| Problem |
Gather every line of the data that contains the word "then" and copy each one in full. Treat uppercase and lowercase as distinct.

Data items:
════════════════

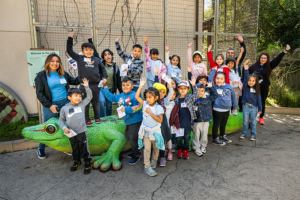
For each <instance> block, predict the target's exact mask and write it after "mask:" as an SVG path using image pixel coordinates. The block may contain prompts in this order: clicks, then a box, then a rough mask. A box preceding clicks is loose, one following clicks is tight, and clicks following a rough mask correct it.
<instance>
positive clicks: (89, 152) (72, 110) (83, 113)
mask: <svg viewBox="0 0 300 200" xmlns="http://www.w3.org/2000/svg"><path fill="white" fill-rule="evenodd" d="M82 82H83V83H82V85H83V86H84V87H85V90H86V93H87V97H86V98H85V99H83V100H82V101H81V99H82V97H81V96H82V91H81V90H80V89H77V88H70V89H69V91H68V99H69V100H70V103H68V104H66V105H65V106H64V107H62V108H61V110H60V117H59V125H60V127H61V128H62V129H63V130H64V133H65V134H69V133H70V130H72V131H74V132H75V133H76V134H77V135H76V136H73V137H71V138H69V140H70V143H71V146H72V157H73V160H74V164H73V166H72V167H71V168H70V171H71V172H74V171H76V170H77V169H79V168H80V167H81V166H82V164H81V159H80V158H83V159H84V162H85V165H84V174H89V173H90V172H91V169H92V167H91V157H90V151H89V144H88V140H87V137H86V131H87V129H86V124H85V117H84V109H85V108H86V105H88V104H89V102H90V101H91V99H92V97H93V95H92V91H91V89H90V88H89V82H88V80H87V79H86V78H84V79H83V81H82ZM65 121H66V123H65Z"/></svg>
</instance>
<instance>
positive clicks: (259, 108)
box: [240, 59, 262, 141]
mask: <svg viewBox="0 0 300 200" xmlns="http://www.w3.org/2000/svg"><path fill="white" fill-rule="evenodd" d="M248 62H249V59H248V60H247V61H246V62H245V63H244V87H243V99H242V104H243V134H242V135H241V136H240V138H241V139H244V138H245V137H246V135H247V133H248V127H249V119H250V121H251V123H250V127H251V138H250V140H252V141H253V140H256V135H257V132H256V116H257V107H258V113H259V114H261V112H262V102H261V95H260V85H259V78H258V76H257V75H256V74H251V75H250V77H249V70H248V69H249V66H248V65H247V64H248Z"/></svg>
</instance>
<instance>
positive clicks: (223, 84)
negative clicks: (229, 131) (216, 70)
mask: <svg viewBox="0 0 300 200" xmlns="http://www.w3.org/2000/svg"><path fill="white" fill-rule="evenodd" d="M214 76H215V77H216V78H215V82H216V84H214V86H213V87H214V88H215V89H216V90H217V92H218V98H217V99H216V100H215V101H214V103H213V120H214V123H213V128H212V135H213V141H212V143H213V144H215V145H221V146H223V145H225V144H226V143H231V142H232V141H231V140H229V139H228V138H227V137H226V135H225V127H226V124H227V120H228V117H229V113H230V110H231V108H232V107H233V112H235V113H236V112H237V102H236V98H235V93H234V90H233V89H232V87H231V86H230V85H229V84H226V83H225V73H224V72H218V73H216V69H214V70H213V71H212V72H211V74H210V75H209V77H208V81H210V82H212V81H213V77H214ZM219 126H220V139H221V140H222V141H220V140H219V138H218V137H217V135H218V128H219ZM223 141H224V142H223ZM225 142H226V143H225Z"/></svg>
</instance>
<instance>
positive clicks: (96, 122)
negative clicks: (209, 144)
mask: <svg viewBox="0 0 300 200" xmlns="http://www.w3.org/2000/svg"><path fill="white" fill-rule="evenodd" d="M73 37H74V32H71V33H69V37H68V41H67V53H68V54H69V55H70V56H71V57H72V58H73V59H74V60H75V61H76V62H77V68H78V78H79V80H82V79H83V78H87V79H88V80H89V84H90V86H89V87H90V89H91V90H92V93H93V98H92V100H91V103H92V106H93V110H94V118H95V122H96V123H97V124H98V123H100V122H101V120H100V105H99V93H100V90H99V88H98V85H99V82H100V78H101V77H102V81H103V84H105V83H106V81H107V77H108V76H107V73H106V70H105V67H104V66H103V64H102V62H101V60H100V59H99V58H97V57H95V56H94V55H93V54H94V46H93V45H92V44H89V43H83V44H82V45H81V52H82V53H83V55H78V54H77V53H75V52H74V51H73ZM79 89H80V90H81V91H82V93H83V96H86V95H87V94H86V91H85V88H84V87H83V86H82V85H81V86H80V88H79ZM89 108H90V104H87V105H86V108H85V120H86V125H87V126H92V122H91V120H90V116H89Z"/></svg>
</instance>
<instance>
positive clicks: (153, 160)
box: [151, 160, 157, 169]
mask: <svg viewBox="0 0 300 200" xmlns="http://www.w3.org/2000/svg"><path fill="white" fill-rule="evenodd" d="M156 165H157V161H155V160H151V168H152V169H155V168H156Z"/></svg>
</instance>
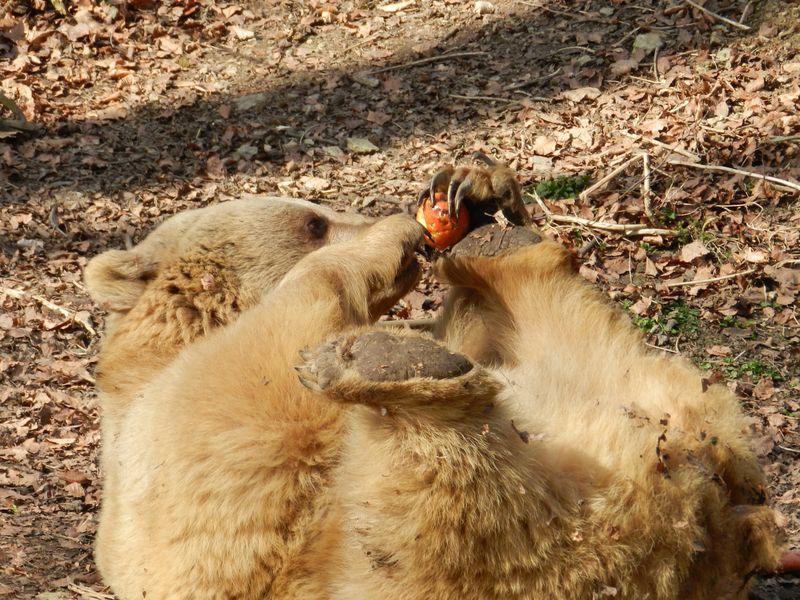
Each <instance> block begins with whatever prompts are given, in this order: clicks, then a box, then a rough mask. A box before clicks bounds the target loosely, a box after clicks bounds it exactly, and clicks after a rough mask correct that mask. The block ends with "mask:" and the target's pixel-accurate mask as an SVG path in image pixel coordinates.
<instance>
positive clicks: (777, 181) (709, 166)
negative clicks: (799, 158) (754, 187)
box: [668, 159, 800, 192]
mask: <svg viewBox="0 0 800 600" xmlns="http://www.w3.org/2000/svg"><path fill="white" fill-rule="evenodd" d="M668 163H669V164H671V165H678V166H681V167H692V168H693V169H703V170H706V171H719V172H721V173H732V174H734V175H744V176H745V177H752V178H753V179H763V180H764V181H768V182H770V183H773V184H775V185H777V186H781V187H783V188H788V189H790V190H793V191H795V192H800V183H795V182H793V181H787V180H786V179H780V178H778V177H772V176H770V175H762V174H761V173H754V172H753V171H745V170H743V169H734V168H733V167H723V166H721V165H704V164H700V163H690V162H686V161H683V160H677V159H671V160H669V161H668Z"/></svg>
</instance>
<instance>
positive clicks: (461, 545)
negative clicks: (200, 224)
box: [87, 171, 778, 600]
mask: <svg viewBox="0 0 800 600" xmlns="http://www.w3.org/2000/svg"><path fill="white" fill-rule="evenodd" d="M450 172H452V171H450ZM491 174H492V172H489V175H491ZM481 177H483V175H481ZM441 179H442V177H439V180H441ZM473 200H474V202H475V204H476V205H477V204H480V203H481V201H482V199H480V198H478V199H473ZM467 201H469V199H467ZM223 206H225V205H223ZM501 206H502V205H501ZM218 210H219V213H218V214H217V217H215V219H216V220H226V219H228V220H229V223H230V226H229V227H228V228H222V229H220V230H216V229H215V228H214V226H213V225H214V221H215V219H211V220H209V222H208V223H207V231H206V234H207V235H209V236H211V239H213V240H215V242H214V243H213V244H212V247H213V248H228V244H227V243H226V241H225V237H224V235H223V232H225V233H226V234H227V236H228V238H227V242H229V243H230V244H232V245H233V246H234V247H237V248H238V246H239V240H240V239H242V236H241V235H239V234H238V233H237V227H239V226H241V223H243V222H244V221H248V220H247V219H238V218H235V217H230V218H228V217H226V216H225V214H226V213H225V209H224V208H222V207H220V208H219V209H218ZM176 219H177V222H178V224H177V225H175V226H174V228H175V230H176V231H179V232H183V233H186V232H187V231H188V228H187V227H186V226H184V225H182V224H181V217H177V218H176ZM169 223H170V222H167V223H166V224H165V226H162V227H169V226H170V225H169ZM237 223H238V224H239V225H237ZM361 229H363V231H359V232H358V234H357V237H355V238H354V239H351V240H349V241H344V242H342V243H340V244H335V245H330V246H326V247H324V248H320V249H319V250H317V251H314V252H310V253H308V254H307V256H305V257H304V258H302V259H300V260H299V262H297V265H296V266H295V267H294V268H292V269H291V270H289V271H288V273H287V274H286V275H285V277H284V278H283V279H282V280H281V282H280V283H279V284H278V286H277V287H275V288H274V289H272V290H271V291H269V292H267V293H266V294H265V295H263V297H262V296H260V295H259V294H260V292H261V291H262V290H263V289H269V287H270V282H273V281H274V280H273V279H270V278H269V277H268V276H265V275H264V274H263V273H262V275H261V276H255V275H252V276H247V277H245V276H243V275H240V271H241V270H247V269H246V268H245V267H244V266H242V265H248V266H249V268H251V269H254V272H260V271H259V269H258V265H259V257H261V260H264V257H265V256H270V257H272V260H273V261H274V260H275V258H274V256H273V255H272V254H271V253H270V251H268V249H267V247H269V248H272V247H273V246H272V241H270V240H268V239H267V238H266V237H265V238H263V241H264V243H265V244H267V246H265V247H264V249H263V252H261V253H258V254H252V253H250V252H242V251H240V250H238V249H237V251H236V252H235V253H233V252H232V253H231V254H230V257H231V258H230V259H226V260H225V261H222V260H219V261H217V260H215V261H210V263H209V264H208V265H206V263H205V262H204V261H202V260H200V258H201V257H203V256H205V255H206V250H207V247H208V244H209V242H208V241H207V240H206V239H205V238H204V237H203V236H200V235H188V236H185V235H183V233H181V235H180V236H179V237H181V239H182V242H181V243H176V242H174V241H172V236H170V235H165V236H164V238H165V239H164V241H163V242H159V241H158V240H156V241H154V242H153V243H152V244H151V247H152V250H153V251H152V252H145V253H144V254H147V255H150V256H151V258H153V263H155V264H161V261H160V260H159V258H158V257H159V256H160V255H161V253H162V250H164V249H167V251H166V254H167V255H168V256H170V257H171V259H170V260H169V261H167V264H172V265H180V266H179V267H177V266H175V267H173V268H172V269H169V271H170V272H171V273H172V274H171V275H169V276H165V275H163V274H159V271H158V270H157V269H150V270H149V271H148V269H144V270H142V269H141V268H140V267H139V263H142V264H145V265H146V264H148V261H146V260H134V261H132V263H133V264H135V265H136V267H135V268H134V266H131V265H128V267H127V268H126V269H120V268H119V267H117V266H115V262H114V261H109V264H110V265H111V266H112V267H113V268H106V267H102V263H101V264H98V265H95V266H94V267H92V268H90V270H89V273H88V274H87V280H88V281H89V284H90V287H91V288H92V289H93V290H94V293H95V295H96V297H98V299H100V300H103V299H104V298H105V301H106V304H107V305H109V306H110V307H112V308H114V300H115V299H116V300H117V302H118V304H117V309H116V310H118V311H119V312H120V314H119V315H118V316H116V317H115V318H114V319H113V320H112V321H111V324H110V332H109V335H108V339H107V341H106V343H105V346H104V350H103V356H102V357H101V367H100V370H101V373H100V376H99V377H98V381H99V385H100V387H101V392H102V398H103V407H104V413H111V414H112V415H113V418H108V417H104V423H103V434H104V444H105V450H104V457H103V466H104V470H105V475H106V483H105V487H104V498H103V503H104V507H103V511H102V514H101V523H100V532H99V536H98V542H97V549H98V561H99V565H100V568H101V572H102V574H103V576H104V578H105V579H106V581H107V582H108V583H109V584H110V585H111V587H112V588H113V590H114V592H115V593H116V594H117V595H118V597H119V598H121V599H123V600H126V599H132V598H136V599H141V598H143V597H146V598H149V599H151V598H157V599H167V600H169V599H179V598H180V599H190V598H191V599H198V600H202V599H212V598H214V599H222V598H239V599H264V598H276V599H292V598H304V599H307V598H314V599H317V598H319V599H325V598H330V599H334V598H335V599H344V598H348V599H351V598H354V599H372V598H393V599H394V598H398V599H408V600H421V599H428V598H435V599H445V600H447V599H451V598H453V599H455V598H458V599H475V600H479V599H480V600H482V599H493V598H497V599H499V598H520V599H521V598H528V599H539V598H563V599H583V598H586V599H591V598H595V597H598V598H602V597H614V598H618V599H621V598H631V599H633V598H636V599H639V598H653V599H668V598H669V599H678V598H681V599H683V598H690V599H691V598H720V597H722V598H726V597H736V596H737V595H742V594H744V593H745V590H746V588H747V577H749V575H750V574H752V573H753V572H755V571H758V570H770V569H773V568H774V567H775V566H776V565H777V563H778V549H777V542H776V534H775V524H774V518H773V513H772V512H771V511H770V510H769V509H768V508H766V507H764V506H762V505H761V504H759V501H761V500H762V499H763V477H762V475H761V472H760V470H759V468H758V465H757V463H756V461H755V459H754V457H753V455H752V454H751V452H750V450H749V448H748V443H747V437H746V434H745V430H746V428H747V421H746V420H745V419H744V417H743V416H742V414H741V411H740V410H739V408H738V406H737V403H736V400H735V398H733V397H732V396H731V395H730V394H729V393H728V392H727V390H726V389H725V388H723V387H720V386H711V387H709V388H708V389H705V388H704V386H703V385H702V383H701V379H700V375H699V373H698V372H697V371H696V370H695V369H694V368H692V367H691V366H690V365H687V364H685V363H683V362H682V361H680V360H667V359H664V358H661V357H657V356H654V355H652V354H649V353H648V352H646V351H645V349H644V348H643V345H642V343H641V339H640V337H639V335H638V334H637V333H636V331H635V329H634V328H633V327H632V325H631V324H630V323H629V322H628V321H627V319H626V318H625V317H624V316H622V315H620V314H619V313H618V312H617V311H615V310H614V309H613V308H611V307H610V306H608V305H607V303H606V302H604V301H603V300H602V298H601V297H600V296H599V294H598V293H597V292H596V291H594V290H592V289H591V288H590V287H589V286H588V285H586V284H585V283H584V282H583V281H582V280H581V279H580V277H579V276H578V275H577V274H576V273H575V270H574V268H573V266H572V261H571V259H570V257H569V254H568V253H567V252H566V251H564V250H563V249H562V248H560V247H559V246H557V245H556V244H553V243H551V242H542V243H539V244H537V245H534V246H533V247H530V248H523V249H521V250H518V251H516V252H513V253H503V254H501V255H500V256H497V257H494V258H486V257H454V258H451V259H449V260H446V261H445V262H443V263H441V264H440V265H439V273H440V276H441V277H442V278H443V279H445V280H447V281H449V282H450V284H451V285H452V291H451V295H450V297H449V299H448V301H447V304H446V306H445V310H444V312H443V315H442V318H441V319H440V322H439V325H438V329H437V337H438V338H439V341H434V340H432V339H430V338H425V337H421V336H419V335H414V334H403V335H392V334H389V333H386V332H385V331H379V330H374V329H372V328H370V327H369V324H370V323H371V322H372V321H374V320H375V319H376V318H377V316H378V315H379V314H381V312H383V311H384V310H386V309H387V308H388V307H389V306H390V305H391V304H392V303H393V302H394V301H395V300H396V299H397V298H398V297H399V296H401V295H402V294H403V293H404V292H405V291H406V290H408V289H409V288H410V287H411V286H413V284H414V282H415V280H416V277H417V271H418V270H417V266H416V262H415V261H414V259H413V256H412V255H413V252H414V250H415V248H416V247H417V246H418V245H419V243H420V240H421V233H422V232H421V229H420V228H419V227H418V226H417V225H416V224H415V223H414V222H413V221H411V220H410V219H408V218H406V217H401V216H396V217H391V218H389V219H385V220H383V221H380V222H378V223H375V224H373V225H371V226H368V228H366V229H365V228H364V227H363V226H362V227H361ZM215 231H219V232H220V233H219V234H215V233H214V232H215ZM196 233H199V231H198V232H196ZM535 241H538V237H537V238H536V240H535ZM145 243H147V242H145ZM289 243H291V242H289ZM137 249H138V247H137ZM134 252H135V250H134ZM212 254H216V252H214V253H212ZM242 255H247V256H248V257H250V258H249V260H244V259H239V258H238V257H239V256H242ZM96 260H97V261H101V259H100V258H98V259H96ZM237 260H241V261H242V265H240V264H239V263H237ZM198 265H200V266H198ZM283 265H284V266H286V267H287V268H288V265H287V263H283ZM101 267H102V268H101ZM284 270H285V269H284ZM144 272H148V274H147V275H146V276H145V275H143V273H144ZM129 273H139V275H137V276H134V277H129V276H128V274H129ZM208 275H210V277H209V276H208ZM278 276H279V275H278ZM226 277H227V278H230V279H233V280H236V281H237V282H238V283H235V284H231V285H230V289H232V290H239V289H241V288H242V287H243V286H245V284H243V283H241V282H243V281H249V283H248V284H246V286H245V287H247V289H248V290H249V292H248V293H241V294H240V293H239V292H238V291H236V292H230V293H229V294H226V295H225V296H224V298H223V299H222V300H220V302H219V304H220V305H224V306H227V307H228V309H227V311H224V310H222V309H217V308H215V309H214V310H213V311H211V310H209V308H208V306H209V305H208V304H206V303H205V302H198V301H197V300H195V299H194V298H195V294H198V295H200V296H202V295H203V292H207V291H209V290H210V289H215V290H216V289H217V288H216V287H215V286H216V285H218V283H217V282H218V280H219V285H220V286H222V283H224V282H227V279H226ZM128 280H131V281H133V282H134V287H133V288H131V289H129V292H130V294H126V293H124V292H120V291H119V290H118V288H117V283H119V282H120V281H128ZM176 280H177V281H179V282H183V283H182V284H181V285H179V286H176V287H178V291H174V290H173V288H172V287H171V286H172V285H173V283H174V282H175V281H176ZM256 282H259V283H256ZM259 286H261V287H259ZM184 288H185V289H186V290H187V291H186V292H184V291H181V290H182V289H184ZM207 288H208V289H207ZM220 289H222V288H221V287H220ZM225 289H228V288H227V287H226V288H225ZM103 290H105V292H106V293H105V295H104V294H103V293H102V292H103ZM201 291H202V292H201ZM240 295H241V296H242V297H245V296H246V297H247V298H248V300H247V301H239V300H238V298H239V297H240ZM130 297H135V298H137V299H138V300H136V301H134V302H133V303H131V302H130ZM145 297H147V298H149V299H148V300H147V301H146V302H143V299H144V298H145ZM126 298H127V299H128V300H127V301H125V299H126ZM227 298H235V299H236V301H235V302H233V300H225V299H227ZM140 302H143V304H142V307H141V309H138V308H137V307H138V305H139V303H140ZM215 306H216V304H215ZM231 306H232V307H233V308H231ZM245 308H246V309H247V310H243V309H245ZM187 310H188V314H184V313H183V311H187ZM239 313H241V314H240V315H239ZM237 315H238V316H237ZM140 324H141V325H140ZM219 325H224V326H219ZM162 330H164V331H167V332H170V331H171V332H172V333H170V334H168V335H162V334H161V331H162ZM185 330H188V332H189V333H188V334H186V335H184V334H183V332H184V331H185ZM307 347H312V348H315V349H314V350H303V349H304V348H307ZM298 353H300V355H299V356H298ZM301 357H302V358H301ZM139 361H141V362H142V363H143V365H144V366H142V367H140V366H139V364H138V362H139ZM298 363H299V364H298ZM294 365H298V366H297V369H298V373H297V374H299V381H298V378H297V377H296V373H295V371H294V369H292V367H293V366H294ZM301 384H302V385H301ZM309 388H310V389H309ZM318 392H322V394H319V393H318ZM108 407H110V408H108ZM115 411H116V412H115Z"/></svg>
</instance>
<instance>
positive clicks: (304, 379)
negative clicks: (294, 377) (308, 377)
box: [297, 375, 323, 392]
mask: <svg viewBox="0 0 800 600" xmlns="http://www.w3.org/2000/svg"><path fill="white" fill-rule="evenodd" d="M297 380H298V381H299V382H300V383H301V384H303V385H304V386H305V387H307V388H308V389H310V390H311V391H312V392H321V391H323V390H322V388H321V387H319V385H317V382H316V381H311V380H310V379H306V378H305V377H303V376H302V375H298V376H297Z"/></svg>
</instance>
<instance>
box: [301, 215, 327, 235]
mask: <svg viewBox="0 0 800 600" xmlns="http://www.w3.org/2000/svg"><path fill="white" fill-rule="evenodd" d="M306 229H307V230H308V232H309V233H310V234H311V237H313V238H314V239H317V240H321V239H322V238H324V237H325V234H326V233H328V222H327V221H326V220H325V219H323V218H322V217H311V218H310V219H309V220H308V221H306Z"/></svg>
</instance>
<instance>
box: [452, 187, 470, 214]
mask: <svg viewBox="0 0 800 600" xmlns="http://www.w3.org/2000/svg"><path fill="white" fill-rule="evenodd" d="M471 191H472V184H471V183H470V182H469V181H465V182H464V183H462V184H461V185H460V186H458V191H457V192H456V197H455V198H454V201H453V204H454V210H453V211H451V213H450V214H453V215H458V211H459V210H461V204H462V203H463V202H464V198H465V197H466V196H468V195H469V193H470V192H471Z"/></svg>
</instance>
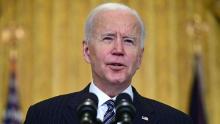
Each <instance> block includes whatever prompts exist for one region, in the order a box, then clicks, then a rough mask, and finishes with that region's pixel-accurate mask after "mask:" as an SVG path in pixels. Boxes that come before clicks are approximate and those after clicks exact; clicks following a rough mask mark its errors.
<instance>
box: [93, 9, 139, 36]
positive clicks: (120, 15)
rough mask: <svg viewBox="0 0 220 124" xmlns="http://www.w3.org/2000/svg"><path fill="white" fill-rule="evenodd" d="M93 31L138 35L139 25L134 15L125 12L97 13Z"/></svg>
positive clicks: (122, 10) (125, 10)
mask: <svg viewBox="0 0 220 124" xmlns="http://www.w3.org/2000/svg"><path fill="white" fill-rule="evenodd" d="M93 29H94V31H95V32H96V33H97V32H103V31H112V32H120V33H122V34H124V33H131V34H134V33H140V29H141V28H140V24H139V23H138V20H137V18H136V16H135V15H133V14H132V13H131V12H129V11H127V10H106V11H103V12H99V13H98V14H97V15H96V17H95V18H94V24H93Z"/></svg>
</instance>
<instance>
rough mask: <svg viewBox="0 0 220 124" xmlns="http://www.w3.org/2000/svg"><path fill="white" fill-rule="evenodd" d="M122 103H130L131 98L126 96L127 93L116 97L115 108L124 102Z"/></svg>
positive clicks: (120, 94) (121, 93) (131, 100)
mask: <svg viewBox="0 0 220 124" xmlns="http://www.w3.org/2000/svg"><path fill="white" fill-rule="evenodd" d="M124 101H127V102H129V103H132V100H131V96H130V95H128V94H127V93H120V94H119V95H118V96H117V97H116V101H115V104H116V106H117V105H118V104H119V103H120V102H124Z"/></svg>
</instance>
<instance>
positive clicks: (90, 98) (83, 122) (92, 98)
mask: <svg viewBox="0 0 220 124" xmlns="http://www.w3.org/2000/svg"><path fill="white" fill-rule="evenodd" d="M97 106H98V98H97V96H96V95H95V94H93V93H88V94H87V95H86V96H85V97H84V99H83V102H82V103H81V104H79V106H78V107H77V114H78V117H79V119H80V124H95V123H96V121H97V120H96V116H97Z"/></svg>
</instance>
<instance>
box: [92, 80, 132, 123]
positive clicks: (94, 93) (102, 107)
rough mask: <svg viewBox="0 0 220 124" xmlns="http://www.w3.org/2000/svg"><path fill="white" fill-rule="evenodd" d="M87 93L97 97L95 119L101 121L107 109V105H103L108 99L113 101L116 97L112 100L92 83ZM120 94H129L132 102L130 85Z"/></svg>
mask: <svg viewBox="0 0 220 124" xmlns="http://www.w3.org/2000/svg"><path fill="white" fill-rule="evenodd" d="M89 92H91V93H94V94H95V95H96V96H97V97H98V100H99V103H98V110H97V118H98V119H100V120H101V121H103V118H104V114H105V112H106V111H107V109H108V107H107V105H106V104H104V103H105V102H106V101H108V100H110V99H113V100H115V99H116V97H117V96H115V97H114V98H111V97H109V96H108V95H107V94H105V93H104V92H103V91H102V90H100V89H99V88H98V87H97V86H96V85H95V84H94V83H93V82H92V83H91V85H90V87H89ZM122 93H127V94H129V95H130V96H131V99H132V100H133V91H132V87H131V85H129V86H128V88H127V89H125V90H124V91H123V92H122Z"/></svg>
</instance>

════════════════

| Task result |
For each <instance> block, predict the target's exact mask and write it after "mask:" as an SVG path using image pixel coordinates. The block may contain prompts in this order: clicks, then a box, then a rough mask. A box preceding clicks is loose, one following clicks is tight, and clicks following a rough mask correct it.
Each <instance> block begins with whatever prompts are given, in this order: clicks, then a box, then a rough mask. A box before clicks bounds the target loosely, a box after clicks bounds it exactly, and clicks after a rough mask correct that mask. The block ends with "mask:" and the target's pixel-accurate mask as an SVG path in image pixel coordinates.
Each <instance> block includes whatever prompts exist for one region, in the order a box, then clicks, then a rough mask, and finishes with that region's pixel-accurate mask after "mask:" as an SVG path in pixels. Boxes that come before clicks are approximate and those after clicks exact; clicks following a rough mask mark its errors.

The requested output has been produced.